> PROBLEM: Below are some entries. Copy each line that holds the string "crock".

> DATA TO PROCESS:
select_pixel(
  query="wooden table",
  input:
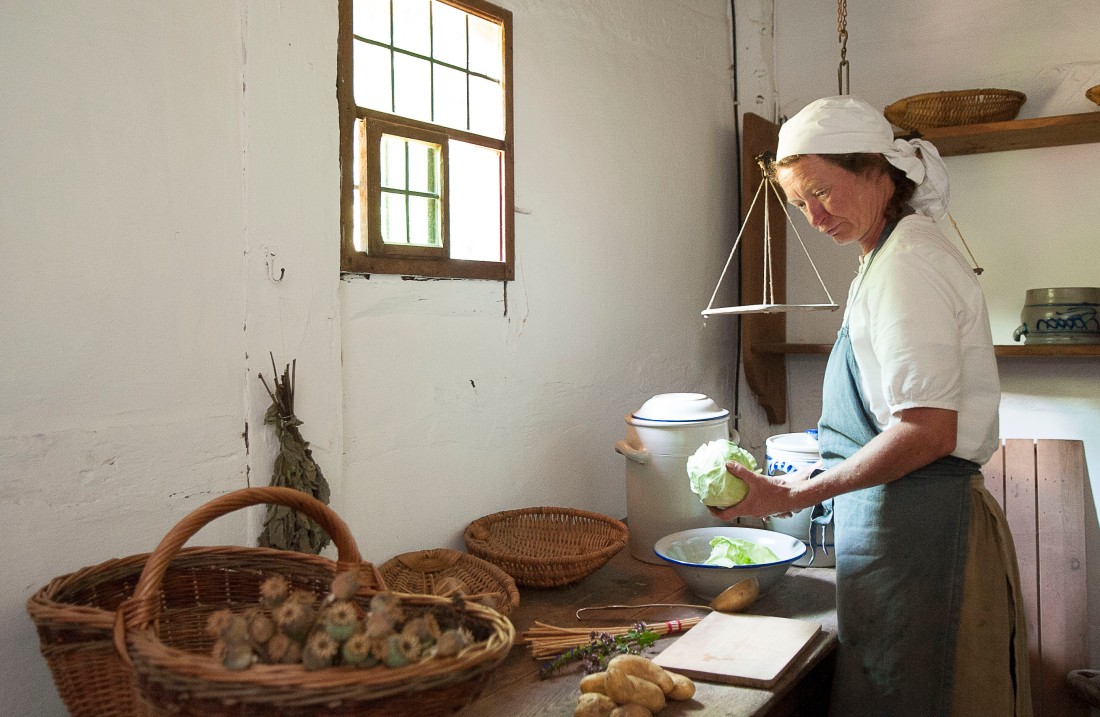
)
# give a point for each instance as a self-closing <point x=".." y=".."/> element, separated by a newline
<point x="514" y="690"/>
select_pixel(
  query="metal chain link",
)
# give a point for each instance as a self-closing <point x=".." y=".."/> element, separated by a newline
<point x="842" y="29"/>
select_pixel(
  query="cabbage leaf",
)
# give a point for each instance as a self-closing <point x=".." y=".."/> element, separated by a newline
<point x="711" y="481"/>
<point x="734" y="551"/>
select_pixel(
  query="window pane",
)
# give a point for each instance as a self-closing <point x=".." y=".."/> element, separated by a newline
<point x="424" y="167"/>
<point x="450" y="97"/>
<point x="393" y="219"/>
<point x="372" y="87"/>
<point x="425" y="221"/>
<point x="393" y="163"/>
<point x="486" y="108"/>
<point x="356" y="222"/>
<point x="485" y="47"/>
<point x="413" y="26"/>
<point x="449" y="34"/>
<point x="474" y="203"/>
<point x="371" y="19"/>
<point x="413" y="87"/>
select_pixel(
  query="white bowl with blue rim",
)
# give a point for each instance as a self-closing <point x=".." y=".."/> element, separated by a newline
<point x="686" y="550"/>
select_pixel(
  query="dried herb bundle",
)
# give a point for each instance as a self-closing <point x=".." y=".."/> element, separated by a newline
<point x="295" y="467"/>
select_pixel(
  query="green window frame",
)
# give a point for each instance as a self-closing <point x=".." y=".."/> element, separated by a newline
<point x="426" y="174"/>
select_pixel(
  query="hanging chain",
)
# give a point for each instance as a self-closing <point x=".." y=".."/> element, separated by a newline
<point x="842" y="29"/>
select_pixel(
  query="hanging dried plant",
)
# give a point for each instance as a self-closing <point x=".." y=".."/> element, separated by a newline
<point x="285" y="528"/>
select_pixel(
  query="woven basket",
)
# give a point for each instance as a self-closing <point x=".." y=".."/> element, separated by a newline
<point x="75" y="614"/>
<point x="546" y="547"/>
<point x="443" y="571"/>
<point x="165" y="665"/>
<point x="931" y="110"/>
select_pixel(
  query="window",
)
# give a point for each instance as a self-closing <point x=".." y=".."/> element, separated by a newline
<point x="425" y="92"/>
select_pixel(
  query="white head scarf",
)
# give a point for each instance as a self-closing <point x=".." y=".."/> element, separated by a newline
<point x="845" y="125"/>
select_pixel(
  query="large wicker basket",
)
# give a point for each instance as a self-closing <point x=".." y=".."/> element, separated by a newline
<point x="922" y="112"/>
<point x="546" y="547"/>
<point x="442" y="571"/>
<point x="162" y="663"/>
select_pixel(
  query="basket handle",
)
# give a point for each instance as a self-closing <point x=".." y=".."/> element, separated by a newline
<point x="143" y="608"/>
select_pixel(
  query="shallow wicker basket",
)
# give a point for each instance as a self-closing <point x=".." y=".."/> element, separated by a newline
<point x="546" y="547"/>
<point x="954" y="108"/>
<point x="442" y="571"/>
<point x="128" y="637"/>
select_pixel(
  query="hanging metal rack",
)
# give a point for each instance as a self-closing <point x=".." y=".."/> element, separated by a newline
<point x="768" y="304"/>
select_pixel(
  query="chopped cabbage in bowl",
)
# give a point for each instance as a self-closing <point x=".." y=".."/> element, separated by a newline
<point x="734" y="551"/>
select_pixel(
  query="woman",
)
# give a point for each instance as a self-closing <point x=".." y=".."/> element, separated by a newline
<point x="927" y="588"/>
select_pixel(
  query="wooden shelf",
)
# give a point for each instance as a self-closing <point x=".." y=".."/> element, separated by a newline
<point x="1002" y="350"/>
<point x="763" y="337"/>
<point x="1014" y="134"/>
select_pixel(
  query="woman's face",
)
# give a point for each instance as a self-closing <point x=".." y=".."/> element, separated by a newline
<point x="848" y="207"/>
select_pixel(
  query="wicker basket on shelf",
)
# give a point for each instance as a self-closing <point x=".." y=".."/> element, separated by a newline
<point x="132" y="631"/>
<point x="442" y="571"/>
<point x="546" y="547"/>
<point x="953" y="108"/>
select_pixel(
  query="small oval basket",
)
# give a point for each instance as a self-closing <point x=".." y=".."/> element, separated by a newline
<point x="546" y="547"/>
<point x="444" y="572"/>
<point x="953" y="108"/>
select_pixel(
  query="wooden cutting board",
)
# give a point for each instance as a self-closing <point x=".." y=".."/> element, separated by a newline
<point x="749" y="650"/>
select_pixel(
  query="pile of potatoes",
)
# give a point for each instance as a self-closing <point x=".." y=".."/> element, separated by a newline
<point x="631" y="686"/>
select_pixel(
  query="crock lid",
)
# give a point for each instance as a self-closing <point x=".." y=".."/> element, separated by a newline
<point x="680" y="408"/>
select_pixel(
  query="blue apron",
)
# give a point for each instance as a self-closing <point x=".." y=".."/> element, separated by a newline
<point x="900" y="560"/>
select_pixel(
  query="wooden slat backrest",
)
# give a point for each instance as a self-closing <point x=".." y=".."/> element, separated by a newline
<point x="1041" y="485"/>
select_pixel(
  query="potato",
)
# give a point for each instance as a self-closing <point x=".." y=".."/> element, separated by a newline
<point x="738" y="596"/>
<point x="631" y="710"/>
<point x="596" y="682"/>
<point x="642" y="668"/>
<point x="593" y="704"/>
<point x="625" y="688"/>
<point x="683" y="688"/>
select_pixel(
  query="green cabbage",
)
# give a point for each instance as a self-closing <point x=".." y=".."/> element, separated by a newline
<point x="734" y="551"/>
<point x="711" y="481"/>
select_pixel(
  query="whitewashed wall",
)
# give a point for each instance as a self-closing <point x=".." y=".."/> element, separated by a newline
<point x="1030" y="217"/>
<point x="162" y="162"/>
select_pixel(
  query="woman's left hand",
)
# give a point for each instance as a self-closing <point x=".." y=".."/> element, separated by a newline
<point x="767" y="495"/>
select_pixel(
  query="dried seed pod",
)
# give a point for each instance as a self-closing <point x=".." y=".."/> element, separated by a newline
<point x="341" y="620"/>
<point x="319" y="652"/>
<point x="261" y="627"/>
<point x="344" y="585"/>
<point x="378" y="625"/>
<point x="356" y="651"/>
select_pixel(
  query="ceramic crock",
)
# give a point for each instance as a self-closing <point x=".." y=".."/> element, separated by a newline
<point x="660" y="437"/>
<point x="1065" y="315"/>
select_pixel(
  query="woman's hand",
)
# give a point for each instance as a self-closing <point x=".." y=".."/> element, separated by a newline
<point x="768" y="495"/>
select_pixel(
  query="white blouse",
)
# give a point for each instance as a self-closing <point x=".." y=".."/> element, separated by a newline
<point x="920" y="332"/>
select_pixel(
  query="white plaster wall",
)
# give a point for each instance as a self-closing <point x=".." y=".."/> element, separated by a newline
<point x="464" y="398"/>
<point x="160" y="160"/>
<point x="1030" y="217"/>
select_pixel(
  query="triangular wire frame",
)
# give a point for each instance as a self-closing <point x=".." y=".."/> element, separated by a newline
<point x="768" y="300"/>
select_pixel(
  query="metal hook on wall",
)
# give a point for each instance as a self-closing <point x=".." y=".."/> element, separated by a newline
<point x="271" y="266"/>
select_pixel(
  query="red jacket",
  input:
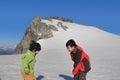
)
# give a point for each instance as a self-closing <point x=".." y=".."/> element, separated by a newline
<point x="81" y="61"/>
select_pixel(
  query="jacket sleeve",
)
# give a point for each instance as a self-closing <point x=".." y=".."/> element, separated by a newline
<point x="27" y="60"/>
<point x="77" y="62"/>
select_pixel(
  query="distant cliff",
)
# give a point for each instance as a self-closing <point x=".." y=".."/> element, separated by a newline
<point x="38" y="30"/>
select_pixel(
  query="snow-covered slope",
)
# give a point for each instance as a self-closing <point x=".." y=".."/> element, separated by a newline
<point x="53" y="62"/>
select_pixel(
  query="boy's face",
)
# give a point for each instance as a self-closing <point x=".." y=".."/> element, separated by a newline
<point x="70" y="49"/>
<point x="37" y="52"/>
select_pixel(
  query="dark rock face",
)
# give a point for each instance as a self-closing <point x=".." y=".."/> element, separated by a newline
<point x="36" y="31"/>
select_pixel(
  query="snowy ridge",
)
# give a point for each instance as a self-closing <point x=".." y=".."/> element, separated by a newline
<point x="54" y="63"/>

> WRITTEN SOLUTION:
  query="crock lid",
  query="ceramic crock",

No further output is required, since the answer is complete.